DOCUMENT EXTRACT section start
Bioinformatic analysis of the molecular mechanism underlying bronchial pulmonary dysplasia using a text mining approach.

Bronchopulmonary dysplasia (BPD) is a common disease of premature infants with very low birth weight. The mechanism is inconclusive. The aim of this study is to systematically explore BPD-related genes and characterize their functions.Natural language processing analysis was used to identify BPD-related genes. Gene data were extracted from PubMed database. Gene ontology, pathway, and network analysis were carried out, and the result was integrated with corresponding database.In this study, 216 genes were identified as BPD-related genes with P < .05, and 30 pathways were identified as significant. A network of BPD-related genes was also constructed with 17 hub genes identified. In particular, phosphatidyl inositol-3-enzyme-serine/threonine kinase signaling pathway involved the largest number of genes. Insulin was found to be a promising candidate gene related with BPD, suggesting that it may serve as an effective therapeutic target.Our data may help to better understand the molecular mechanisms underlying BPD. However, the mechanisms of BPD are elusive, and further studies are needed.

Introduction

Bronchial pulmonary dysplasia (bronchopulmonary dysplasia [BPD]) is a common disease of premature infants with low birth weight, characterized by continuing oxygen therapy at least 28 days, accompanied by pulmonary imaging changes. Pulmonary surfactant and small tidal volume aeration can alleviate lung injury and cut down premature infant mortality, but not decrease the incident rate of BPD. Recent studies show that 1 in every 10,000 children in the United States is diagnosed with BPD. The etiology of BPD is mainly due to the genetic susceptibility, oxygen toxicity, air pressure injury, capacity injury, infection, immunity and so on, resulting in oxygen toxicity and pulmonary fibrosis. However, the pathogenic factor is not clear. With the development of technique in molecular biology and genetic engineering, studies on molecular mechanism underlying the pathogenesis of BPD have been increasing in recent decades. The pathogenesis of BPD has been shown to be resulted from genetic susceptibility, infection, immature lung development, high concentration of oxygen injury, nutritional deficiency, and other factors.

A large number of literatures show that the pathogenesis of BPD is attributed to some important protein and signaling pathways, such as angiotensin-converting enzyme, mannose-binding lectin, nuclear factor kappa B, phosphatidyl inositol-3-enzyme-serine/threonine kinase (PI3K-AKT) signaling pathway, interleukin (IL), vascular endothelial growth factor (VEGF).[,,,] Although a large number of transcription factors or signaling proteins have been discovered, studies on these transcription factors tend to be more conservative. Furthermore, defining the most meaningful regulatory factors from the information network is an important project.
DOCUMENT EXTRACT section end
**WHAT THE TASK ASKS**
Pick up the bronchopulmonary dysplasia study after its final sentence and continue writing it. The material that comes next is from a separate source and has no connection to the bronchopulmonary dysplasia study.
DATA FOR ANALYSIS section start
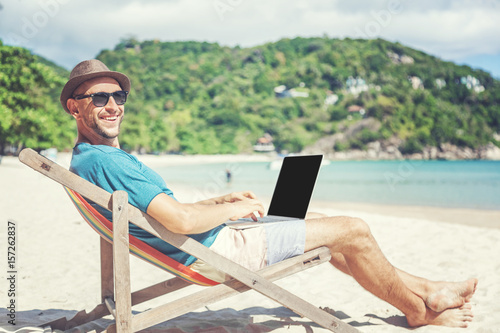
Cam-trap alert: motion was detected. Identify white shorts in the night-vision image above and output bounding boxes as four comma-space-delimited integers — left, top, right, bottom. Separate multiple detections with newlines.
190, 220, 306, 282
DATA FOR ANALYSIS section end
DATA FOR ANALYSIS section start
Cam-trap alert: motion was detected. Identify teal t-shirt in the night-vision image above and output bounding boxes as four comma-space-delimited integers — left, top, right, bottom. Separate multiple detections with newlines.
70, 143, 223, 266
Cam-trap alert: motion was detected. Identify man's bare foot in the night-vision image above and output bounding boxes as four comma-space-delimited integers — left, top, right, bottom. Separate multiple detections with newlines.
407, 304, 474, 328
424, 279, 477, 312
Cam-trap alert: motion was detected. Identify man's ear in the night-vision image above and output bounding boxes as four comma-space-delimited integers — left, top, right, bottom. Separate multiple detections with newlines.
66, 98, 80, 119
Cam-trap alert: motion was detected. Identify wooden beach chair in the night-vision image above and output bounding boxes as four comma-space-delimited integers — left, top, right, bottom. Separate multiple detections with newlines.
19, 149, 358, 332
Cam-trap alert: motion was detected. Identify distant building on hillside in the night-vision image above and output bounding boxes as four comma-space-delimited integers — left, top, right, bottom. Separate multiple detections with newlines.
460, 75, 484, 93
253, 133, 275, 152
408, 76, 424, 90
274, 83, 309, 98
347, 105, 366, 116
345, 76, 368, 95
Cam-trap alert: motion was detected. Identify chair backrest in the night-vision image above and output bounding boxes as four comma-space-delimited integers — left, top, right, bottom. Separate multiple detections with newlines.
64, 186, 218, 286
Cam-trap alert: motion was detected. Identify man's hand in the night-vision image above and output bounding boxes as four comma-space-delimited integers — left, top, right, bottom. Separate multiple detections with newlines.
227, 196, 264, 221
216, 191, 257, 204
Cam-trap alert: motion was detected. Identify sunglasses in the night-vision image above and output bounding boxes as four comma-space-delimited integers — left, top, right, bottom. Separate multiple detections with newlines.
DATA FOR ANALYSIS section end
**WRITTEN ANSWER**
Due to the development of high-throughput proteomic and transcriptomic approach, it is feasible to study tens of thousands of genes and proteins at the same time nowadays. However, the results of high-throughput data are often lack of consistency due to the different choices of data platform and statistical criteria. Moreover, most valuable information remains hidden within literatures through conventional gene-by-gene way. In recent years, text mining has been used as an effective method to explore underlying mechanisms for many diseases.[,] It provides a way to retrieve data from published researches automatically. Text mining, as an effective method for the study of molecular mechanism, has been utilized in many diseases, such as: glioblastoma, endometrial cancer, breast cancer,[,] ectopic pregnancy, decidualization.

In an attempt to provide a better understanding of BPD and pave a foundation for the development of novel therapeutic interventions in BPD, we performed a text mining analysis to identify genes related to BPD. The filtered gene set was subsequently carried out to systematically analyze their functions, and define signaling pathways and network involved.

Methods

Natural Language processing (NLP) analysis of BPD

PubMed database was used as the source of literature for text mining. The search was carefully conducted with the query term “bronchopulmonary dysplasia.” All relevant articles identified till March 2018 were retrieved and converted into XML format. All the genes and proteins associated with the query term were dug out and added to the list, followed by Gene mention tagging using a biomedical named entity recognizer software. Conjunction resolution was also carried out to identify individual descriptions on the extracted genes. In this study, gene symbol in entrez gene database of the National Center for Biotechnology Information was commonly used.[,] The processing flow chart of the NLP analysis of bronchopulmonary-dysplasia was shown in Figure 1.

Figure 1

The histogram of Go terms enriched among bronchopulmonary dysplasia candidate genes according to BP, CC, and MF. BP = biological process, CC = cellular component, MF = molecular function.

For each gene, the frequency of its occurrence was denoted. The higher frequency a gene has, the higher correlation between the certain gene and BPD. The total number of publications retrieved from the PubMed database was recorded as N. The frequency of the certain gene and BPD were denoted by m and n, respectively.

K was used to represent the occurrence of both the gene and BPD in actual situations. Then, we calculated the probability of the frequency greater than k simultaneously cited under the completely random conditions by using hypergeometric distribution:

The BPD-gene relations with P-value < .05 were retrieved for further use.

Gene ontology (GO) analysis

GO analysis was performed by using the GSEABase package from R (http://www.r-project.org/) statistical platform. Word cloud was generated by using the word cloud package from R. The biological process (BP), cellular component (CC), and molecular function (MF) were characterized and evaluated in this study.

Pathway analysis

The Kyoto Encyclopedia of Genes and Genomes (KEGG) database was used to analyze the interactions between genes. Genes were mapped to the database by using GenMAPP v2.1 (http://www.genmapp.org/). Then statistical tests were performed to identify enriched pathways. P < .05 was set as threshold.

Network analysis of BPD genes

We integrated the relationships of involved genes into 3 different interaction categories:

protein interaction, gene regulation, protein modification listed in the KEGG database;

interaction data from existing high-throughput protein interaction experiments, such as protein-protein interactions (PPrel) confirmed by yeast 2-hybrid;

gene interaction demonstrated in previous publications.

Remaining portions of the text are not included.